(Recorded data)
# # # # # # #

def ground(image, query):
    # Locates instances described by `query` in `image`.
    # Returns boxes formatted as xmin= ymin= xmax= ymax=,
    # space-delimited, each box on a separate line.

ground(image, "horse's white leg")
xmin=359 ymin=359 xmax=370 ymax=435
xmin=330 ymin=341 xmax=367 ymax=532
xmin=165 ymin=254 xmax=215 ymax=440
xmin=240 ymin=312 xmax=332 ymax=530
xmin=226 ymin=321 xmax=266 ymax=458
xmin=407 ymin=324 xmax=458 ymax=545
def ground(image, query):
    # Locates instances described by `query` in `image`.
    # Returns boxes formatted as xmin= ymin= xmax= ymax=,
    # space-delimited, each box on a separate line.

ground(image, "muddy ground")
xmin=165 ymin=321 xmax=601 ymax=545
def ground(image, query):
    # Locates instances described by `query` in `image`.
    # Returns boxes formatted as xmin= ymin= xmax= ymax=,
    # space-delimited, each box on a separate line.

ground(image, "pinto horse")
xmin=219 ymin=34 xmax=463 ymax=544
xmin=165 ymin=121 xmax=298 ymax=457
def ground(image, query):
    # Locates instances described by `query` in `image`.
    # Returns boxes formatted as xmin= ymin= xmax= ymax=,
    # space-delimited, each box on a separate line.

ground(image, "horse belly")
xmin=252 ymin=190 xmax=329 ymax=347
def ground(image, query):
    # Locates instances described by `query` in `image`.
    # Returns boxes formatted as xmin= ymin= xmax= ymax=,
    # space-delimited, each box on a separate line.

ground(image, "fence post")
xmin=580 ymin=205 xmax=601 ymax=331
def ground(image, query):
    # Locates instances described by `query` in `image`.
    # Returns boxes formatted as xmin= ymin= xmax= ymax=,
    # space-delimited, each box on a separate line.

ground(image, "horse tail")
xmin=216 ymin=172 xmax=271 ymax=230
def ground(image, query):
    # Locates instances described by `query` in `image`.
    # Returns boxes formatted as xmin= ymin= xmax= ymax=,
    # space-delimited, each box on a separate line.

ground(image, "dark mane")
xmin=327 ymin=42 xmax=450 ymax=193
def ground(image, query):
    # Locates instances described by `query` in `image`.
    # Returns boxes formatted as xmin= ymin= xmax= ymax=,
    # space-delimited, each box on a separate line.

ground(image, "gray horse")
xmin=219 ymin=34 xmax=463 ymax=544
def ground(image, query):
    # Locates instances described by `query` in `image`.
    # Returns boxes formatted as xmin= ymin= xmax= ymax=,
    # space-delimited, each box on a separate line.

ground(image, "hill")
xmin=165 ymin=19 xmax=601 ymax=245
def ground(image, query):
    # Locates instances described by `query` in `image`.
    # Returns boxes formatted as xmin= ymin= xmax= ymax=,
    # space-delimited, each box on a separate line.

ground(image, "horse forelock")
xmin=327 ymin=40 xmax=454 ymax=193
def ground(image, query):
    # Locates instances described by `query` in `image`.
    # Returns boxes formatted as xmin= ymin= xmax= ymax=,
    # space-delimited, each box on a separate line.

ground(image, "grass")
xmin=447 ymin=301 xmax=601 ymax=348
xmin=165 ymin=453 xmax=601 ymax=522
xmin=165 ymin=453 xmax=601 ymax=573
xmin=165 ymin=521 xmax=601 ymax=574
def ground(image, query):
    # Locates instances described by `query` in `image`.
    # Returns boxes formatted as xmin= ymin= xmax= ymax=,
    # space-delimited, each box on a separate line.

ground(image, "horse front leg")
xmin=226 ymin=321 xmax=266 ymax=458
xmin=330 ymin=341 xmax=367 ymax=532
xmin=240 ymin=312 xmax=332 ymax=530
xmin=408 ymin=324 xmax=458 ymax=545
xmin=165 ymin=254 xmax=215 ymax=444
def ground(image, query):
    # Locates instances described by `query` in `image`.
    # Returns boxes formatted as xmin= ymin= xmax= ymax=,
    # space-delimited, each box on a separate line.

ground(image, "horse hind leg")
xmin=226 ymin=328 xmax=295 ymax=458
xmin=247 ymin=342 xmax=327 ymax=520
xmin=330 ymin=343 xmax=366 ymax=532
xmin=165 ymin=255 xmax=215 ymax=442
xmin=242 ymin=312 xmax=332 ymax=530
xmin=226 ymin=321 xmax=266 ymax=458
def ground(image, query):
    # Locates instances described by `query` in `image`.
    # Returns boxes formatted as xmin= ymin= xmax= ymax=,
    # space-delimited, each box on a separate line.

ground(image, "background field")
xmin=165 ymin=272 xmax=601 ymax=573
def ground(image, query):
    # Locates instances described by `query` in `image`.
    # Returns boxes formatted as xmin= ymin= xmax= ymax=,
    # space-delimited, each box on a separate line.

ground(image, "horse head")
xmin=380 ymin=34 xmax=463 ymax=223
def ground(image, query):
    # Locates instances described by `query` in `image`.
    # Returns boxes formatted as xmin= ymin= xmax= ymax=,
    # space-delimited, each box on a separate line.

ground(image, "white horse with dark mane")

# # # # # # #

**Exercise requirements**
Starting at the first line of the listing and stopping after the line that contains "xmin=216 ymin=172 xmax=271 ymax=230", write out every line again with each box coordinate multiplied by 2.55 and rounded to a whole number, rounding halves up. Leave all other text on those lines unchanged.

**Exercise response**
def ground(image, query):
    # Locates instances described by `query` in `image`.
    # Returns boxes formatted as xmin= ymin= xmax= ymax=,
    # space-delimited, each box on a separate line.

ground(image, "horse's white leg")
xmin=915 ymin=915 xmax=944 ymax=1109
xmin=842 ymin=870 xmax=936 ymax=1357
xmin=421 ymin=648 xmax=548 ymax=1122
xmin=612 ymin=796 xmax=847 ymax=1352
xmin=576 ymin=819 xmax=678 ymax=1168
xmin=1038 ymin=826 xmax=1168 ymax=1390
def ground(image, query):
    # Locates instances described by `query` in `image`.
    # Returns boxes formatted as xmin= ymin= xmax= ymax=,
    # space-delimited, each box on a separate line.

ground(image, "muddy ground")
xmin=421 ymin=819 xmax=1533 ymax=1390
def ground(image, query):
    # Locates instances described by `query` in `image`.
    # Returns boxes formatted as xmin= ymin= xmax= ymax=,
    # space-delimited, each box on a separate line.

ground(image, "pinto horse")
xmin=558 ymin=87 xmax=1181 ymax=1387
xmin=421 ymin=309 xmax=760 ymax=1165
def ground(image, query):
    # Locates instances described by `query` in `image`.
    # Returns boxes formatted as xmin= ymin= xmax= ymax=,
    # space-delimited, each box on a separate line.

ground(image, "horse belly")
xmin=643 ymin=485 xmax=839 ymax=885
def ground(image, query):
    # Locates instances described by `query` in `image`.
    # Returns boxes formatted as xmin= ymin= xmax= ymax=,
    # space-delimited, each box on a separate line.

ground(image, "fence post")
xmin=1479 ymin=523 xmax=1533 ymax=844
def ground(image, query):
    # Locates instances described by `query` in `image`.
    # Returns boxes formatted as xmin= ymin= xmax= ymax=,
    # space-delimited, each box on a separate line.

ground(image, "horse tail")
xmin=551 ymin=439 xmax=691 ymax=587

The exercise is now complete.